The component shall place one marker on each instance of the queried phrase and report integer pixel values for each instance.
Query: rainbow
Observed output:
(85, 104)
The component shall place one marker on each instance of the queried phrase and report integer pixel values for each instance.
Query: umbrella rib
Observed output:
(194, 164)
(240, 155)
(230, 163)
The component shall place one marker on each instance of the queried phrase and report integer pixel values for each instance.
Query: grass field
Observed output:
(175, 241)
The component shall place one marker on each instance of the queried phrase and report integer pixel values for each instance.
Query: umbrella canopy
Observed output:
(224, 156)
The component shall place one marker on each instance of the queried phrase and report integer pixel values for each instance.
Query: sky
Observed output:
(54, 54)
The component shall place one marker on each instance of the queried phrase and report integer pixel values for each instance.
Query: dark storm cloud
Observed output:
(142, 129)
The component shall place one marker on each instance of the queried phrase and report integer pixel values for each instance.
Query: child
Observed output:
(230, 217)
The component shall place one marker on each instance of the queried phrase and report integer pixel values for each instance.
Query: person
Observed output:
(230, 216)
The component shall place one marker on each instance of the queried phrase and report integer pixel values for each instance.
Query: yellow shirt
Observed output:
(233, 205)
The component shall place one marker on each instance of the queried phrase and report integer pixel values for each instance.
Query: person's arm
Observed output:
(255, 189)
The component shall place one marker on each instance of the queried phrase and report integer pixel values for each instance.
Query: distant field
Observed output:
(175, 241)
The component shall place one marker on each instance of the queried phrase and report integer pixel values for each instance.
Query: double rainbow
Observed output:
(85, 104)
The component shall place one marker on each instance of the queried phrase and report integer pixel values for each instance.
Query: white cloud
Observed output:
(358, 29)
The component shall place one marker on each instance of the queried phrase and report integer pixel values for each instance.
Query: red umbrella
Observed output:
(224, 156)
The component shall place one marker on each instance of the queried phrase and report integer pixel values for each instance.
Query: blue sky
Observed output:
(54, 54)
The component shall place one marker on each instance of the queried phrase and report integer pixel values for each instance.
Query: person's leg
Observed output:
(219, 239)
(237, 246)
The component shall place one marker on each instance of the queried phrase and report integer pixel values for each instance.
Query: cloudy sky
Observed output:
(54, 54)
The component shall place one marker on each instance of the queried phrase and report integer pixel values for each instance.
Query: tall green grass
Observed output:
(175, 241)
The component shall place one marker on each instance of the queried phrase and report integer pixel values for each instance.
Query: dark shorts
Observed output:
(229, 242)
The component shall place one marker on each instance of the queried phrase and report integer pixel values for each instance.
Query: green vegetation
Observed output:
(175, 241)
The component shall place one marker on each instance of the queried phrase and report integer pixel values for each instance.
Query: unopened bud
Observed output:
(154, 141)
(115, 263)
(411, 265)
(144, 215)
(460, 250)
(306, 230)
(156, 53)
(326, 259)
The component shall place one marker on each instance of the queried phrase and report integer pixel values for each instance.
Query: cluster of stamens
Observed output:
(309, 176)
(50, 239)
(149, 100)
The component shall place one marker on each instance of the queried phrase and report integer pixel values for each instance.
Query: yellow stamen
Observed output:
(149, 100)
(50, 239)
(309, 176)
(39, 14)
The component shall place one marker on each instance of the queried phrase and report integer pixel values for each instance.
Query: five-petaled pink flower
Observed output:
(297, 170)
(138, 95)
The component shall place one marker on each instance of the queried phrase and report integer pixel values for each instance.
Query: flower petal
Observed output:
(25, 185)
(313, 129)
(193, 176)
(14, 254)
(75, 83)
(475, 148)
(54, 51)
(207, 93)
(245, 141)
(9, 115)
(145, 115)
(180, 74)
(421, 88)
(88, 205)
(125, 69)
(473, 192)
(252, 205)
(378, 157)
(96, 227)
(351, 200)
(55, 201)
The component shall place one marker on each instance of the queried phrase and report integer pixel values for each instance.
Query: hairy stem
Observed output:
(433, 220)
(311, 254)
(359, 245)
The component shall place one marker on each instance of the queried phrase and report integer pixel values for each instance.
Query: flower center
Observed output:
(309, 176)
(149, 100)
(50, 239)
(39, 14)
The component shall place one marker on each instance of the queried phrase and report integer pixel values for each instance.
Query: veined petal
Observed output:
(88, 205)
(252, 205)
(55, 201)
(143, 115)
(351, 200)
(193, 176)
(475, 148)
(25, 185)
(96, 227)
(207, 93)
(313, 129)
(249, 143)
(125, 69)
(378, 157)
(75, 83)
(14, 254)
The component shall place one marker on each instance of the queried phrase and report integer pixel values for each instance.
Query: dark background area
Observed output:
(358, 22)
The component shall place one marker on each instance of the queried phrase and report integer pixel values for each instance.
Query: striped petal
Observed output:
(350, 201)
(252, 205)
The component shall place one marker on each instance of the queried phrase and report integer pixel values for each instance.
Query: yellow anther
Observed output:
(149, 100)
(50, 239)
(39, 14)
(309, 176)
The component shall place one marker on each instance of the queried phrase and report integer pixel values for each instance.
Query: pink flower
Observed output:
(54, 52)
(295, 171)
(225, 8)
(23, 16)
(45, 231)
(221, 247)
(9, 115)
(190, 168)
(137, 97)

• Problem description
Would you restate each of the entries word for word?

• Task response
The component shall place one marker on each instance of the queried phrase and report integer pixel values for each instance.
Query: rainbow
Observed output:
(85, 104)
The component shall place one marker on each instance of the queried phrase and report integer pixel values for each instance.
Query: umbrella rib
Observed output:
(194, 164)
(240, 155)
(230, 163)
The component shall place one marker on each instance of the queried phrase and report integer pixel values for each instance.
Query: grass field
Observed output:
(175, 241)
The component shall place one marker on each instance of the queried phrase and report integer pixel values for each instance.
Query: umbrella canopy
Observed output:
(224, 156)
The component shall place one marker on each instance of the queried phrase and report integer pixel values for each instance.
Query: sky
Observed output:
(54, 54)
The component shall place one marker on each instance of the queried phrase and report integer pixel values for each instance.
Query: dark storm cloud
Observed output:
(142, 129)
The component shall place one marker on each instance of the queried phrase and report integer pixel values for each instance.
Query: child
Observed output:
(230, 217)
The component shall place one marker on each instance of the queried phrase and report integer pixel values for each instance.
Query: person
Observed output:
(230, 216)
The component shall place one marker on each instance of the queried phrase and report integer pixel values for each instance.
Query: yellow shirt
Observed output:
(233, 205)
The component shall place one marker on each instance of the queried phrase and report integer pixel values for each instance.
Query: person's arm
Observed output:
(255, 189)
The component shall place one marker on each instance of the queried phrase and report integer pixel values for each instance.
Query: distant field
Observed output:
(175, 241)
The component shall place one marker on each instance of the queried phrase and report integer pixel values for each instance.
Query: double rainbow
Observed output:
(85, 104)
The component shall place one marker on each instance of the queried phrase and report integer pixel values for each instance.
Query: white cloud
Observed output:
(358, 29)
The component shall place one marker on each instance of the queried phrase and report integer pixel values for each instance.
Query: red umbrella
Observed output:
(224, 156)
The component shall place one marker on each instance of the queried phrase and report integer pixel values for each instance.
Query: blue sky
Observed output:
(54, 54)
The component shall place one marker on each instance of the queried phrase and report integer pixel values for each instance.
Query: person's leg
Observed output:
(219, 239)
(237, 246)
The component shall place one marker on each instance of the queried phrase and report integer pixel values for each instance.
Query: cloudy sky
Observed output:
(54, 54)
The component shall place one marker on each instance of the queried phrase and report integer pixel values for each instance.
Query: tall green grass
Observed output:
(175, 241)
The component shall place one marker on each instance of the queried phrase and report integer pixel values for each instance.
Query: dark shorts
Observed output:
(229, 242)
The component shall place one marker on each instance of the queried phrase and report integer pixel values for each instance.
Query: green vegetation
Observed output:
(175, 241)
The component shall place one marker on each instance of the queried phrase and report integer pixel values for each instance.
Query: unopened bud
Observed output:
(154, 141)
(115, 263)
(411, 265)
(144, 215)
(460, 250)
(306, 230)
(156, 53)
(326, 259)
The component shall place one marker on each instance of the queried phrase and report integer pixel values for each instance.
Query: cluster of stamens
Observed output:
(309, 176)
(50, 239)
(149, 100)
The component shall place one marker on each instance of the queried phrase and report integer pixel values for each instance.
Query: yellow stamen
Observed output:
(149, 100)
(50, 239)
(309, 176)
(39, 14)
The component shall place one marker on each instance of the queried phrase and report integer pixel values for each instance.
Query: five-petaled pink flower
Observed output:
(297, 170)
(138, 95)
The component shall place one marker on each instance of the queried phrase and report integer pixel values for each instance.
Query: flower petal
Observed output:
(25, 185)
(313, 129)
(193, 176)
(14, 254)
(75, 83)
(475, 148)
(54, 51)
(207, 93)
(245, 141)
(9, 115)
(145, 115)
(180, 74)
(421, 88)
(88, 205)
(125, 69)
(473, 192)
(252, 205)
(378, 157)
(96, 227)
(351, 200)
(55, 201)
The component shall place one marker on each instance of the queried phrase and report integer pixel values for each instance.
Query: hairy stem
Observed output:
(433, 220)
(311, 254)
(359, 245)
The component shall place one marker on each instance of the queried phrase and report integer pixel values for each instance.
Query: flower center
Observed output:
(309, 176)
(149, 100)
(50, 239)
(39, 14)
The component shall place one marker on each instance of the queried phrase and report integer pixel values for each instance.
Query: veined petal
Observed output:
(88, 205)
(252, 205)
(55, 201)
(143, 115)
(351, 200)
(193, 176)
(475, 148)
(25, 185)
(96, 227)
(207, 93)
(313, 129)
(249, 143)
(125, 69)
(378, 157)
(75, 83)
(14, 254)
The component shall place one marker on each instance of the queried phrase and report integer pixel values for each instance.
Query: dark background area
Observed output:
(358, 22)
The component shall place one marker on each instance of the queried phrase and report integer pixel values for each instance.
Query: striped petal
Observed output:
(350, 201)
(252, 205)
The component shall place one marker on each instance of the queried phrase and report integer pixel values for each instance.
Query: yellow anther
Observed output:
(149, 100)
(50, 239)
(39, 14)
(309, 176)
The component shall place one marker on each instance of the queried phrase and report integer pixel values for each instance.
Query: pink flower
Observed output:
(54, 52)
(295, 171)
(225, 8)
(23, 16)
(45, 231)
(221, 247)
(9, 115)
(190, 168)
(137, 97)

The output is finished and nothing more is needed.